Given passage:
It is proper to a sick person not to suffer anything long, but to use mutations instead of medicines: Hereof proceed wandering peregrinations, and walkings on sundry shores: and our inconstancy, always loathing things present, one while will be upon the sea, and incontinent desires the land.

"Therefore you fly from troubles always, but never escape them, not unlike the hind that Virgil speaks of:

Whom ranging through the chase, some hunter shooting far by chance 
All unaware has smit, and in her side has left his lance,
She fast to wilderness and woods does draw, and there complains,

"But all in vain: because as the poet adds, 

That underneath her ribs the deadly dart remains

"So that you are wounded with this dart of affections, do not shake it out, but in traveling carry it with you to another place. He that has broken his thigh or his arm, is not inclined, I think, to go on horseback or into his chariot, but to a surgeon. And what madness is this in you, to seek remedy of this inward wound by motion and trudging from place to place? 

"It is the mind that is wounded, and all this external imbecility, despair, and languishing, spring from this fountain, that the mind is thus prostrated and cast down. The principal and sovereign part has let the scepter fall and is become so vile and abject that it willingly serves its own servants.

Task: From the passage about fleeing troubles, extract the text exactly, starting at "That underneath her" and ending at "place to place?". Rely on the passage above and nothing else.

Material supplied:

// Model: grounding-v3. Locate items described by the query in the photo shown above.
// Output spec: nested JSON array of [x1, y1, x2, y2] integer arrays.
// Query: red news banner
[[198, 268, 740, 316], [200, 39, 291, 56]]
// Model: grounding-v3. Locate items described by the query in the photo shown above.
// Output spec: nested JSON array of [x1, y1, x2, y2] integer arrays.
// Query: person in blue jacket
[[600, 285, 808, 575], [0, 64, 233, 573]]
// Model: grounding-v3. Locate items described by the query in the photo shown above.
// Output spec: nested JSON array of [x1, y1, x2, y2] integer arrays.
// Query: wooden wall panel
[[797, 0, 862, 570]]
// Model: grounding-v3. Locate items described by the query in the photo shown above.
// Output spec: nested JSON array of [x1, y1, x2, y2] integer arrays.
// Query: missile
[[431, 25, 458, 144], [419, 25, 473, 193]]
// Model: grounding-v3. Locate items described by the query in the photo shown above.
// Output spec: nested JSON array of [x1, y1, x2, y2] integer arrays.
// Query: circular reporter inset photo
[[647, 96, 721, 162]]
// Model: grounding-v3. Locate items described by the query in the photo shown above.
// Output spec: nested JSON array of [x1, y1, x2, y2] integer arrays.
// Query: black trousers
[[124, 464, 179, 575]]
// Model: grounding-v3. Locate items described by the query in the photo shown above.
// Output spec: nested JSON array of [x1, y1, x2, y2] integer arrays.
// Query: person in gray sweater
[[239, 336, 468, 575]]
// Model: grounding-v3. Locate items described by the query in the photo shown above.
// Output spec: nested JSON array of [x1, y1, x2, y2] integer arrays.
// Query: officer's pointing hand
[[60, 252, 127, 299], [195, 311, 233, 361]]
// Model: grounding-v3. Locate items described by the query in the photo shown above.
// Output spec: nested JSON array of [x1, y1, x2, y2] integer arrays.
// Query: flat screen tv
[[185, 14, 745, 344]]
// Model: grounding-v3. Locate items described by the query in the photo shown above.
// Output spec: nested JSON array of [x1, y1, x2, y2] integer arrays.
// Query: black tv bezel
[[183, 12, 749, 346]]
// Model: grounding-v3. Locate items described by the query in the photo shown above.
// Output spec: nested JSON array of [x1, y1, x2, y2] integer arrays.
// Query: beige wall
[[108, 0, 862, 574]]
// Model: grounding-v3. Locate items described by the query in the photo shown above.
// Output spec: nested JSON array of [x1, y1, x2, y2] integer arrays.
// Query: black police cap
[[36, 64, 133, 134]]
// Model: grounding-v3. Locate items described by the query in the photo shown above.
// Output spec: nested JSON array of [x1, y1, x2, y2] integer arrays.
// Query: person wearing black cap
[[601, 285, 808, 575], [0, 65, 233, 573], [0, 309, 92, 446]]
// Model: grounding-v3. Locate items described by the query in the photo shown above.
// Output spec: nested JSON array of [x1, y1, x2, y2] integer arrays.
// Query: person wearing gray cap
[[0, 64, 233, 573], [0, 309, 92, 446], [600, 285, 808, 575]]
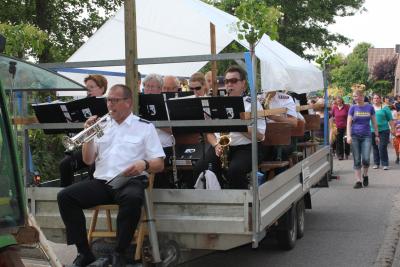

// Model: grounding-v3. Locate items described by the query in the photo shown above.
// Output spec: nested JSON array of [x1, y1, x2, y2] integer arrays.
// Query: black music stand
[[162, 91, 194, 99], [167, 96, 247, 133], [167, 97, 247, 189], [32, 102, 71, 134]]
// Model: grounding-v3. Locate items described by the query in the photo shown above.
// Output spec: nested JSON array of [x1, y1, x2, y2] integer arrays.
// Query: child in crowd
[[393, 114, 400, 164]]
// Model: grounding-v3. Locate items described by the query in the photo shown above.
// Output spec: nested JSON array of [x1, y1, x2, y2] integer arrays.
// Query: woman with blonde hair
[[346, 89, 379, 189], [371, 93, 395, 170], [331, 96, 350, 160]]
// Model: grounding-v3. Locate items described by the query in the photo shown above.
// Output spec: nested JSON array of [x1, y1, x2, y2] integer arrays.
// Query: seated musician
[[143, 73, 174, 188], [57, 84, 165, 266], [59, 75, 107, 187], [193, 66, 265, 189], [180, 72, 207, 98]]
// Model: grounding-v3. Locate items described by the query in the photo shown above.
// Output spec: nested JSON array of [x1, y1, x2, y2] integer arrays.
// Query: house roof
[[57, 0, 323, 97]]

Task answer:
That underneath her ribs the deadly dart remains

"So that you are wounded with this dart of affections, do not shake it out, but in traveling carry it with you to another place. He that has broken his thigh or his arm, is not inclined, I think, to go on horseback or into his chariot, but to a surgeon. And what madness is this in you, to seek remedy of this inward wound by motion and trudging from place to place?